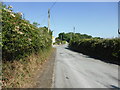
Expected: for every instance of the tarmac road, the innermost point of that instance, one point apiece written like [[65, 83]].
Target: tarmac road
[[75, 70]]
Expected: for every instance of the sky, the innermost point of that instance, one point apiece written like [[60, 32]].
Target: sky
[[99, 19]]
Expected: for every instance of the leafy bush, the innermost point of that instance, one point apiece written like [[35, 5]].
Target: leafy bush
[[107, 49], [19, 37]]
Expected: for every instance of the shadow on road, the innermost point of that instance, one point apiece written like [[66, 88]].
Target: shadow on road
[[97, 58]]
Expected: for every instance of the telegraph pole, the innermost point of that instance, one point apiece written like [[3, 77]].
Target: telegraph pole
[[118, 33], [48, 20], [74, 30]]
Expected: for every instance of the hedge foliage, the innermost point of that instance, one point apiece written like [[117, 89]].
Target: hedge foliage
[[107, 49], [19, 37]]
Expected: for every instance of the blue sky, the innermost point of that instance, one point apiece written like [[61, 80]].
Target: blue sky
[[99, 19]]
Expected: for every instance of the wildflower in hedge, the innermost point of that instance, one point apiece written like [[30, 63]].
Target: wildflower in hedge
[[19, 13], [29, 39], [7, 10], [20, 32], [16, 28], [12, 14]]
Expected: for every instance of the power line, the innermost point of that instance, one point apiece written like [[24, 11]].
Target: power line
[[53, 5]]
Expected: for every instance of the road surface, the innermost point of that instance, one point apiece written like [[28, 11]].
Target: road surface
[[75, 70]]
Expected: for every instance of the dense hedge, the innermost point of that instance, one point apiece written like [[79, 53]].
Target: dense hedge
[[106, 49], [19, 37]]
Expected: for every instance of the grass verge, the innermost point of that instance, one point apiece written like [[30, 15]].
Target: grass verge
[[20, 74]]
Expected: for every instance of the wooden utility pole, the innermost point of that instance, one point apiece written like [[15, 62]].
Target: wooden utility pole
[[48, 20], [74, 30], [118, 33]]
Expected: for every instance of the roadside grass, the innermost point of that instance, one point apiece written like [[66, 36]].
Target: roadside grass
[[20, 74]]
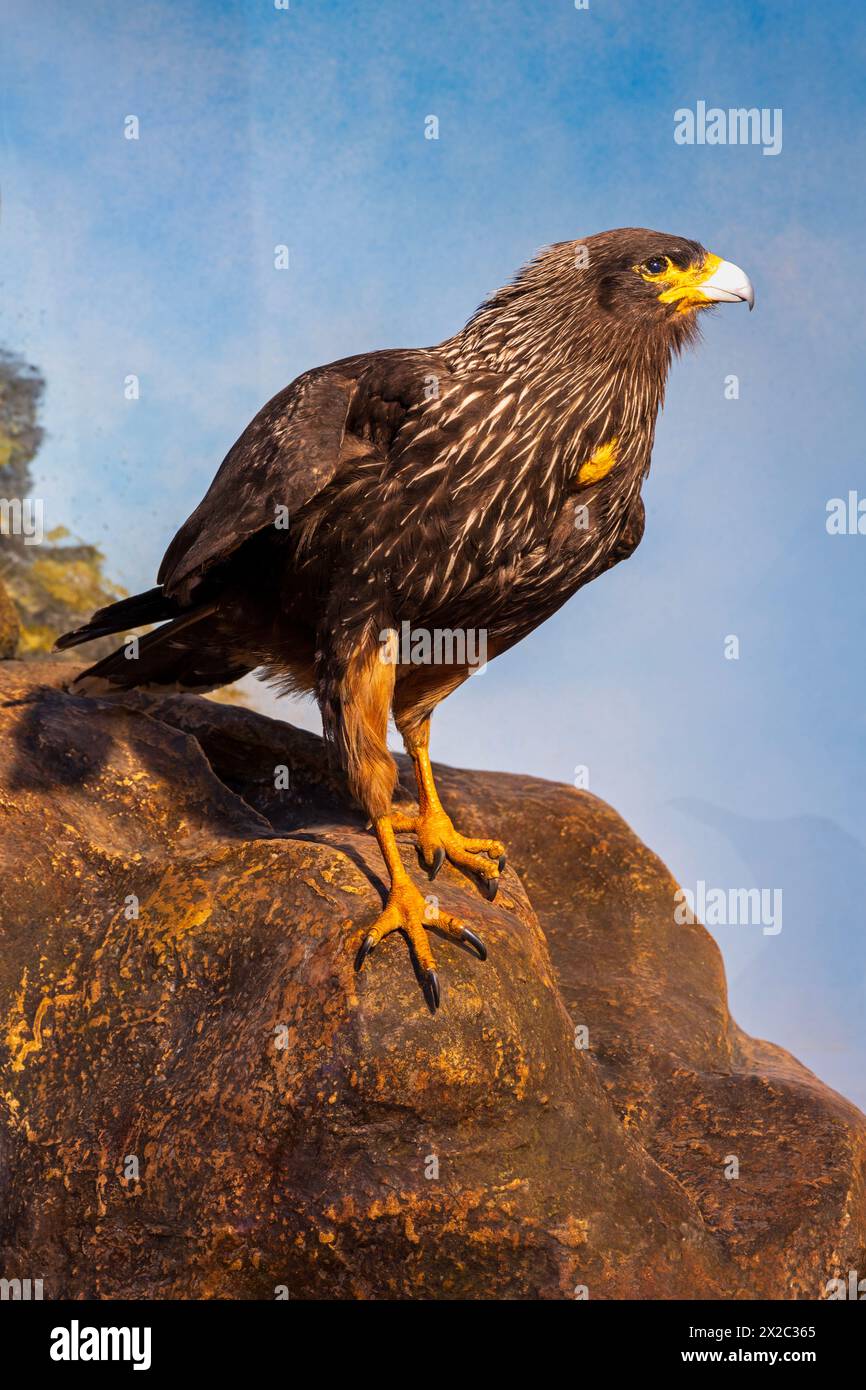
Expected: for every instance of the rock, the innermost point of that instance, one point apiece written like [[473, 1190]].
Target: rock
[[202, 1098], [10, 627]]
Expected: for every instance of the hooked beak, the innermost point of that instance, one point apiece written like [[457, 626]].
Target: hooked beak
[[729, 284]]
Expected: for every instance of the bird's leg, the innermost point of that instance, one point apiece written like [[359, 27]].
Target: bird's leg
[[437, 837], [413, 915], [359, 716]]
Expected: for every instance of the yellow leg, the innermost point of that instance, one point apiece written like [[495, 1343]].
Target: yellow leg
[[437, 836], [409, 912]]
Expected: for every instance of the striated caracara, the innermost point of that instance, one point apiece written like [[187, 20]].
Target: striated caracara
[[467, 488]]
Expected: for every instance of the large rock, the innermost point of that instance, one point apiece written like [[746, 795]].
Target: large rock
[[178, 1002]]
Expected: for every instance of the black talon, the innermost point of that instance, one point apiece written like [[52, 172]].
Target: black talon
[[476, 943], [366, 947], [430, 984], [438, 861]]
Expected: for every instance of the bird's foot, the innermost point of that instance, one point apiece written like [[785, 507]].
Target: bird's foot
[[439, 841], [413, 915]]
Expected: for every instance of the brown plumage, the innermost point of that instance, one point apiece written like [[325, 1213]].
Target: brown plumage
[[469, 487]]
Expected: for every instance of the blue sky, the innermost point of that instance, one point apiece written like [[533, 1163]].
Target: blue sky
[[263, 127]]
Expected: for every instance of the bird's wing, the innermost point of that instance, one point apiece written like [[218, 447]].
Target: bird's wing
[[287, 455]]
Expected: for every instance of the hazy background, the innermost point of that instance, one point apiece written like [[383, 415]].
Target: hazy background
[[306, 127]]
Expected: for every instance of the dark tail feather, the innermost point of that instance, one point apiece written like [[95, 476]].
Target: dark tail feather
[[186, 655], [138, 610]]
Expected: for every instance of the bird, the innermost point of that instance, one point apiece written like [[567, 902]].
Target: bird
[[466, 488]]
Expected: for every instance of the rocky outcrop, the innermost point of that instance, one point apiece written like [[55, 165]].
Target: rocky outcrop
[[202, 1098]]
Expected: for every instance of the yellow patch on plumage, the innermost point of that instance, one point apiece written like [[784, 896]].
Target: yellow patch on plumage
[[683, 287], [599, 464]]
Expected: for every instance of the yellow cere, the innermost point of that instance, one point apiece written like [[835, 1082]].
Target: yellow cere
[[683, 287], [599, 464]]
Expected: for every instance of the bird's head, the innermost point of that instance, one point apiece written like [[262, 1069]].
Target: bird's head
[[655, 277], [612, 299]]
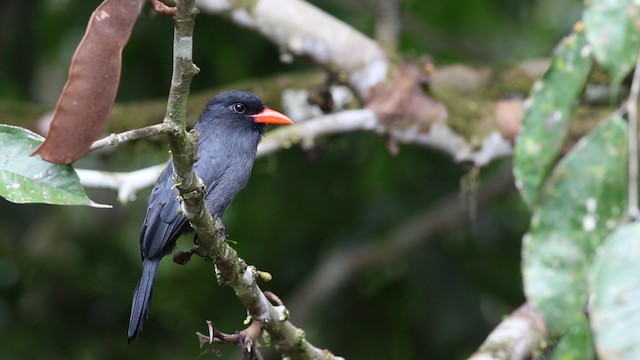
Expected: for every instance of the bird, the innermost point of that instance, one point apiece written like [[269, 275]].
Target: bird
[[229, 128]]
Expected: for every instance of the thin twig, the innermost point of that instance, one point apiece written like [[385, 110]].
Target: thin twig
[[632, 105], [115, 139], [126, 183], [161, 8]]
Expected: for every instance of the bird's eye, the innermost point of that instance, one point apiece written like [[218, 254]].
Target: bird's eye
[[238, 108]]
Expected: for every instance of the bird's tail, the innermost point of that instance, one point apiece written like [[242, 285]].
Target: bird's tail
[[142, 298]]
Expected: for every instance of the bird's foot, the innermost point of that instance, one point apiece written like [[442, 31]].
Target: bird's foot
[[182, 257]]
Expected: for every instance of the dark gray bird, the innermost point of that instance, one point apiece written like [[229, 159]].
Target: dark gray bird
[[230, 128]]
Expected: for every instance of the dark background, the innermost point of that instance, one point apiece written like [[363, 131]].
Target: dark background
[[67, 273]]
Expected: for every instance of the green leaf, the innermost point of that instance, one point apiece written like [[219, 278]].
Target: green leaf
[[585, 198], [29, 179], [548, 115], [614, 280], [576, 343], [613, 33]]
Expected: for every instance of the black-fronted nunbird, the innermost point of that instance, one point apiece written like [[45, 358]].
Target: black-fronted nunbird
[[229, 129]]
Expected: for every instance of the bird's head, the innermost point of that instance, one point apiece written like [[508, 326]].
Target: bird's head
[[240, 110]]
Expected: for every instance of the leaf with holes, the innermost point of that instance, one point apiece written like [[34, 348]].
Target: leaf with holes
[[614, 280], [584, 199], [29, 179], [548, 115], [613, 30]]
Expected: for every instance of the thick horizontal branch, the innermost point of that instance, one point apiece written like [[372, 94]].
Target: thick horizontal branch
[[301, 29]]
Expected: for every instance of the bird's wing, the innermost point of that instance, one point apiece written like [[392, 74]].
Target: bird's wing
[[163, 224], [213, 162]]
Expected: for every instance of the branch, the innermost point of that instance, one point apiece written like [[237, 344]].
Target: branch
[[126, 183], [301, 29], [345, 263], [632, 107], [116, 139], [515, 338], [230, 268]]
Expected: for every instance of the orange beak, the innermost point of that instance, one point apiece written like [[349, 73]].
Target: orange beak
[[269, 116]]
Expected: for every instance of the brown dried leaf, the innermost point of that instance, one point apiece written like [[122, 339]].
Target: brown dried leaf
[[87, 97], [404, 100]]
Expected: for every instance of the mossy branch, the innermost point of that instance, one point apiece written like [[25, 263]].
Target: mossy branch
[[230, 268]]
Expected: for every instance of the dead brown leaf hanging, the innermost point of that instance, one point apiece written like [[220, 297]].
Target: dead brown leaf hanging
[[94, 75]]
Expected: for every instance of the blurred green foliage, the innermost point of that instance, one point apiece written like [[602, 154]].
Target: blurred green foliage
[[67, 273]]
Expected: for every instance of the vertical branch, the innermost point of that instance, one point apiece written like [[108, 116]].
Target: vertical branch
[[230, 268], [183, 144], [632, 106]]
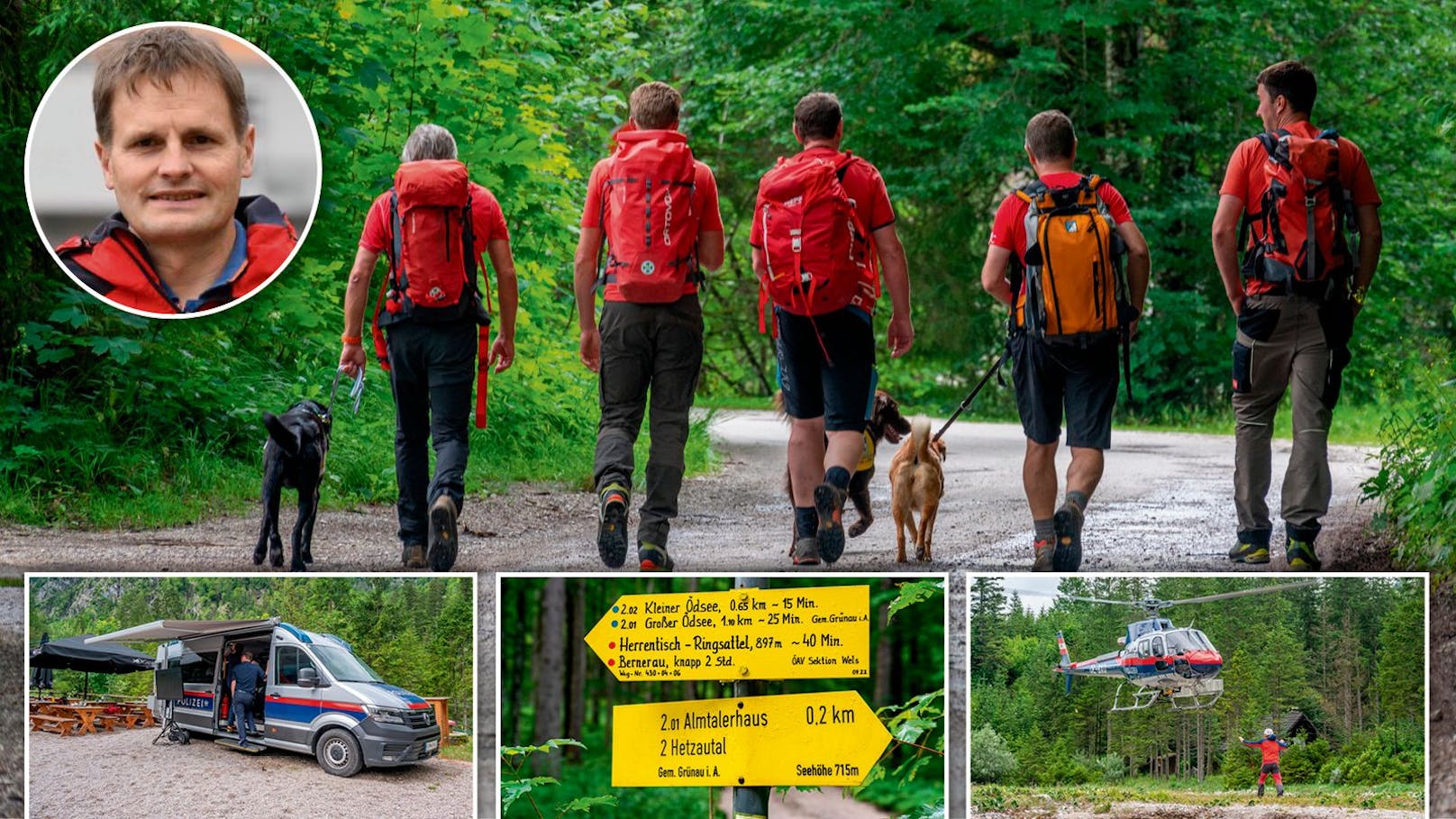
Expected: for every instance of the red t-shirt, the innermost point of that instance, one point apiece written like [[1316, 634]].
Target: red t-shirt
[[705, 205], [487, 222], [1009, 229], [1245, 175], [864, 186]]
^^^^^^^^
#### Direction
Rewrite all the records, changing every "innermost point" to "central point" and keeping everything else the same. Omit the pictures.

#### Complete response
Expected: for every instance of the tarmac road, the central point of that instance, one point apiece written like [[65, 83]].
Target: tarmac road
[[75, 70]]
Expected: for every instance of the sky, the central point of that instance, one point apiece written like [[60, 32]].
Target: sky
[[99, 19]]
Expected: for every instance of the leafy bush, the central point of that instance, one point apiece written like [[35, 5]].
Target: leafy bush
[[107, 49], [19, 37]]
Expected: for every instance of the shadow on road, the central point of that instance, one point apiece written like [[66, 88]].
Target: shadow on road
[[97, 58]]
Expected: for every instance of the telegraph pole, the central point of that instance, one point apiece written like [[3, 77]].
Target: telegraph pole
[[118, 33], [48, 20], [74, 30]]
Expected: for every instance of the hedge foliage, the central point of that instance, one point apiece written like [[117, 89]].
Target: hedge foliage
[[107, 49], [19, 37]]
Expected: for every instance of the blue sky, the central point of that instance, one point apiece written like [[61, 80]].
Target: blue sky
[[99, 19]]
Expected: for every instance of the wildflower in hedge, the central point of that instance, one point apiece written like [[30, 63]].
Target: wildflower in hedge
[[19, 13], [29, 39], [7, 10], [20, 32], [16, 28], [12, 14]]
Expected: for every instance of the power line, the central point of that instance, one point apiece written like [[24, 11]].
Target: power line
[[53, 5]]
Expected: for every instance of the road surface, the central point of that instance, one point apiece written like [[28, 11]].
Target: road surface
[[75, 70]]
Expected: for every instance of the dense hedge, the central point of that instance, one point apiece written like [[79, 53]].
Target: dense hedge
[[106, 49], [19, 37]]
Expected: for every instance of the grass verge, the central point of that instance, one point apiece written like [[30, 15]].
Target: grass verge
[[20, 74]]
Expected: for every instance of the wooden utility pole, the central point of that instance, one point apiece written like [[15, 62]].
Target: wooden utility pole
[[48, 20], [74, 30], [118, 33]]
Expected: for every instance of the roadside grass, the central point of that instance, one point apiece written like [[66, 36]].
Target: roadside grass
[[20, 74]]
Expected: for every instance of the rock, the central point of that instance, one point apiece written like [[473, 1190]].
Target: rock
[[202, 1098], [10, 627]]
Expected: for every instance of the hooked beak, the central point of that instance, one point apiece written like [[457, 626]].
Target: hooked beak
[[729, 284]]
Expected: for every instance of the bird's leg, the central point of that instance, one point apiece written like [[359, 27]].
Target: bird's leg
[[437, 837], [413, 915], [359, 716]]
Expected: for every instance of the yellow leg, the central point of that instance, one point apiece written like [[495, 1343]].
Target: yellow leg
[[437, 836], [409, 912]]
Expected: for every instance of the striated caracara, the central point of that instance, one point apiece written like [[187, 20]].
Target: striated caracara
[[467, 488]]
Expected: for every instance of the large rock, the central point of that instance, one point apiece written like [[746, 795]].
Target: large rock
[[178, 1002]]
Expected: for every instance of the black talon, the central point of that instance, one point apiece written like [[52, 172]].
Target: black talon
[[476, 943], [366, 947], [430, 984], [438, 861]]
Expected: for every instance of the bird's foot, the central point of that instance, one point apiece written like [[785, 507]].
Target: bird's foot
[[439, 841], [413, 915]]
Expected: for every instance of the brown plumage, the central point of that instance, one point apiece written like [[325, 1213]].
Target: brown plumage
[[469, 487]]
Expected: for every instance of the blue sky, the central point of that instance, one point apiece written like [[533, 1163]].
Target: blue sky
[[263, 127]]
Expected: for every instance of the bird's wing, the central point of that instance, one point apiece written like [[218, 447]].
Target: bird's wing
[[287, 455]]
Expected: for every instance of the hazy background, the central point of that instance, one point apiece written like [[383, 415]].
Target: hazy background
[[306, 127]]
Expected: for every instance of the dark tail feather, the central point of that instance, one point apiece written like [[95, 476]].
Target: dark tail feather
[[186, 655], [138, 610]]
Expected: for every instance of the bird, the central point of that instance, one point apiece written like [[567, 902]].
Target: bird
[[466, 488]]
Expected: for every instance of the rocky outcrop, the central point of that instance, one point apiece written like [[55, 165]].
Target: rocky outcrop
[[202, 1098]]
Expected: for every instance of the yellow patch on plumage, the central point of that instance, one point apiece written like [[784, 896]].
Target: yellow patch on plumage
[[683, 287], [599, 464]]
Expected: for every instance of the yellow cere, the central point of that instance, one point apiece written like [[835, 1082]].
Target: yellow cere
[[683, 287], [599, 464]]
Expected: for every instance of the bird's head, the central point of that instance, one point apiece written like [[262, 1069]].
Target: bird's head
[[655, 277], [612, 299]]
Expected: for every instance of the bird, the central point of that instance, one point apiece written like [[269, 275]].
Target: bird
[[229, 128]]
Expected: for every instance of the thin twig, the central point of that instance, one point apiece written like [[385, 110]].
Target: thin twig
[[632, 105], [115, 139], [126, 183], [161, 8]]
Expected: for every instance of the bird's eye, the central point of that instance, one point apiece written like [[218, 254]].
Target: bird's eye
[[238, 108]]
Expected: for every instance of the bird's tail, the central point of that instance, one point apiece written like [[242, 285]].
Target: bird's tail
[[142, 298]]
Expected: for every instance of the bird's foot, the central point of that instance, one point apiece written like [[442, 31]].
Target: bird's foot
[[182, 257]]
Expected: for every instance of the dark gray bird, the central point of that instance, one point apiece written like [[229, 159]].
Target: dark gray bird
[[230, 128]]
Expected: for every instance of the dark background, the central point of that instance, one point apiece written like [[363, 131]].
Target: dark background
[[67, 273]]
Expected: for every instance of the green leaf, the central point of that instance, one point apiece written like [[219, 278]].
Target: green leaf
[[585, 198], [29, 179], [548, 115], [614, 280], [576, 343], [613, 33]]
Expected: for every instance of the black-fronted nunbird, the central point of that instance, one point apiece written like [[45, 358]].
Target: black-fronted nunbird
[[229, 129]]
Expected: for every instance of the bird's head, the central point of that instance, one point apiece written like [[508, 326]].
Target: bird's head
[[240, 110]]
Expected: for every instance of the leaf with holes, the central point of that instance, one point apiece written like [[34, 348]].
Target: leaf with holes
[[614, 280], [584, 199], [29, 179], [548, 115], [613, 30]]
Expected: for every instance of the thick horizontal branch, the central point of that instance, one point apiece written like [[372, 94]].
Target: thick horizontal branch
[[301, 29]]
Expected: for every instance of the bird's wing, the central point of that instance, one point apiece written like [[392, 74]].
Target: bird's wing
[[163, 224], [213, 162]]
Expected: for every instance of the branch, the central point of that instance, one point apiece written like [[237, 344]].
Target: branch
[[126, 183], [301, 29], [345, 263], [632, 107], [116, 139], [515, 338], [230, 268]]
Expected: for every instance of the orange beak, the central point of that instance, one point apiece written like [[349, 73]].
Target: orange beak
[[269, 116]]
Expected: for every instance of the brown dried leaf, the central point of that instance, one point apiece written like [[122, 339]].
Target: brown dried leaf
[[87, 97], [404, 100]]
Expected: for every instance of the mossy branch, the central point of that instance, one point apiece written like [[25, 263]].
Target: mossy branch
[[230, 268]]
Expected: for every instance of the dead brown leaf hanging, the central point of that instance, one point apiece written like [[220, 297]].
Target: dead brown leaf hanging
[[94, 75]]
Expected: for every instance of the blurred green foliage, the central point of that instance, one point apiece written like [[602, 154]].
Target: blurred green foliage
[[67, 273]]
Expected: for every instance of the vertical branch, the central point of that instance, one point apiece written like [[108, 116]].
Target: vertical branch
[[230, 268], [183, 144], [632, 106]]
Expected: for every instance of the red t-shirt, the central point of that instance, one point apiece written like [[1316, 634]].
Target: red t-shirt
[[705, 205], [487, 222], [1009, 229], [1245, 175], [864, 186]]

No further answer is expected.